Natural-language object grounding data:
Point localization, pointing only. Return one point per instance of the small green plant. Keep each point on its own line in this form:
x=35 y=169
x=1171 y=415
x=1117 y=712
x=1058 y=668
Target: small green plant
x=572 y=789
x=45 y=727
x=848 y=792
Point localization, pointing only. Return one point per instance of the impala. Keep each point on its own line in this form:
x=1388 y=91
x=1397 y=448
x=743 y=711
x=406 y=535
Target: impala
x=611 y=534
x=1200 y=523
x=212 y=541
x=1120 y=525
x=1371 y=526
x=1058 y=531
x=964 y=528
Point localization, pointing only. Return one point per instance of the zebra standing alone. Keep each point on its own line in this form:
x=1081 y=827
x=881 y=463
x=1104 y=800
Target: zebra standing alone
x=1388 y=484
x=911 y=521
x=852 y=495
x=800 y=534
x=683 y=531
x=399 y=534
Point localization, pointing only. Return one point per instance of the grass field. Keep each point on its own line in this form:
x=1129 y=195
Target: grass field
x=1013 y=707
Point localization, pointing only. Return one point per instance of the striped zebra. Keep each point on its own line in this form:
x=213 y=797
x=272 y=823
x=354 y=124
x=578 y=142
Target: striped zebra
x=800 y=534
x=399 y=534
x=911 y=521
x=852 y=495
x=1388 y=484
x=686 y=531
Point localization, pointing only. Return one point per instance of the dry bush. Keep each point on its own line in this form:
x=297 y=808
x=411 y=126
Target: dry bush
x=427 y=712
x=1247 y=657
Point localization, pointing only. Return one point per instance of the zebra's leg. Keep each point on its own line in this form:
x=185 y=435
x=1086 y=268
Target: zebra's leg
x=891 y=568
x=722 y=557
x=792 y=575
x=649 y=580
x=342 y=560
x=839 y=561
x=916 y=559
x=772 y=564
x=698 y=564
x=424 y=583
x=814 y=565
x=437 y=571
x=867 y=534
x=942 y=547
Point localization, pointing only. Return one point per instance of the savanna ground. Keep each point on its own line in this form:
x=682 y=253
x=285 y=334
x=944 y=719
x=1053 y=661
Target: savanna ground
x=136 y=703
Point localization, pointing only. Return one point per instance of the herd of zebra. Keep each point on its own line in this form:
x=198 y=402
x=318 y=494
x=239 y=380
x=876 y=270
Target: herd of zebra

**The problem**
Every record above is to be transcribed exactly as written.

**Solution for this task**
Point localization, pointing only. Return one point per instance of the small green plant. Keep each point on its own line in this form:
x=35 y=169
x=1171 y=415
x=1117 y=712
x=1058 y=668
Target: small green plant
x=572 y=789
x=45 y=727
x=848 y=792
Point localization, pointing only. Return one point per instance of the impala. Keep each point on its own line in this form:
x=1388 y=91
x=1397 y=448
x=743 y=711
x=406 y=535
Target: impala
x=611 y=534
x=1200 y=523
x=212 y=541
x=1120 y=525
x=1371 y=526
x=1058 y=531
x=964 y=528
Point localization, pointing only. Return one point per instance of the zebra standing alone. Keep each point on its own line in this form:
x=1081 y=827
x=881 y=463
x=1104 y=800
Target: zebra standing alone
x=1388 y=484
x=911 y=521
x=852 y=495
x=800 y=534
x=683 y=531
x=399 y=534
Point localization, pointing only. Return one point per instance of the grass field. Keep each point on its own line in this form:
x=1129 y=195
Target: grass field
x=1013 y=707
Point localization, pointing only. Return one point per instance of the striped zebra. Keep each point on its own line in this form:
x=213 y=797
x=272 y=823
x=354 y=124
x=578 y=142
Target: striped zebra
x=800 y=534
x=399 y=534
x=911 y=521
x=852 y=495
x=1388 y=484
x=686 y=531
Point localization, pointing only. Return one point per instance of the dry bush. Keep each point on its own line in this form:
x=297 y=808
x=411 y=126
Target: dry bush
x=427 y=712
x=1247 y=657
Point localization, pointing only. Return one point per instance of the zebra's leg. Keep each point on its own line in this form:
x=185 y=435
x=1086 y=268
Target: zebra's leg
x=891 y=568
x=722 y=557
x=792 y=575
x=649 y=580
x=342 y=560
x=839 y=561
x=916 y=559
x=772 y=564
x=698 y=564
x=424 y=583
x=814 y=565
x=437 y=571
x=867 y=534
x=942 y=547
Point localization, pointing only. Return one point per instance of the savanna ground. Keep each point on its own line in this form:
x=682 y=253
x=285 y=334
x=944 y=719
x=1053 y=661
Target: savanna ground
x=136 y=703
Point localization, pointing only. Return one point per instance of the herd of zebra. Keep each point on its own line in this form:
x=198 y=402
x=318 y=494
x=239 y=380
x=876 y=270
Target: herd of zebra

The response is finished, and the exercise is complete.